**Page:**
Article on grassroots activist brought to DC by the Campaign for Community Values as part of the Campaign's first 100 days effort.
For the past few years, Cristina Garcia (pictured right) has hounded officials in Springfield and brought the campaign for humane immigration reform to the streets of Chicago. Last week, she took her advocacy to a whole new level. Through a national program hatched by the Center for Community Change (nicely profiled by NPR), Garcia and a team of organizers from Illinois headed to D.C. to lobby from the perspective of “what’s really happening on the streets of Chicago.”
Knowing that a former South Side community organizer lives in the White House gave the 30-year-old Erie Neighborhood House staffer more confidence about the prospect of change in the halls of Congress. Also slated to take part in the program are staffers from Organization of the NorthEast, Chicago Workers’ Collaborative, as well as veteran organizer Ed Shurna of the Chicago Coalition for the Homeless. We caught up with Garcia on Friday to hear about the experience. Here are some excerpts from our interview:
AC: Did get any commitments?
CG: We got a commitment from [Sen. Dick] Durbin’s office that he’ll reintroduce the DREAM Act this year. That would help undocumented students get financial aid if they’re already in school and put them on the path to [legal] status.
AC: How do you think your pitch compared with the corporate lobbyists who approach members of Congress everyday?

**Recorded data:**
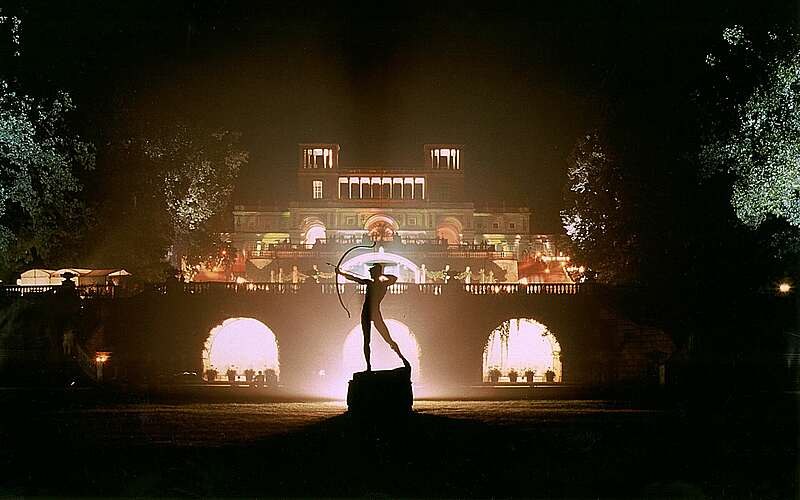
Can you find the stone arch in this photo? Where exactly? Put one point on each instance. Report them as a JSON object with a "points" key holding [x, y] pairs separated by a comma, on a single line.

**Tasks and exercises:**
1/ In the article on Cristina Garcia's immigration advocacy, what commitment did Sen. Dick Durbin's office make?
2/ Write a continuation of the article on Cristina Garcia's immigration advocacy, picking up from the point at which it stops.

**Answers to the exercises:**
1/ That he would reintroduce the DREAM Act this year.

2/
CG: We were taking stories of real people … We told them about the ICE [Immigration and Customs Enforcement] raid at the Discount Mall [in Chicago last year]. We gave the nitty gritty on how ICE locked the doors and threw people against the walls while they checked for ID. This is happening in front of children and elderly people. We think this is a violation of civil rights. There are children being left at school with no one to pick them up after the raids.
AC: You’re a member of the Illinois Coalition of Immigrant and Refugee Rights (ICIRR), which called for a federal moratorium on raids and deportations during the November election. How hopeful are you that this will happen soon?
CG: If we don’t speak up they’re not going to just give this to us, even though they said they would during the campaign. We want to see immigration reform on Obama’s agenda. We want him to make a public statement that he’ll address the issue this year. [...] We can’t be quiet. We need to continue making noise. Change will happen.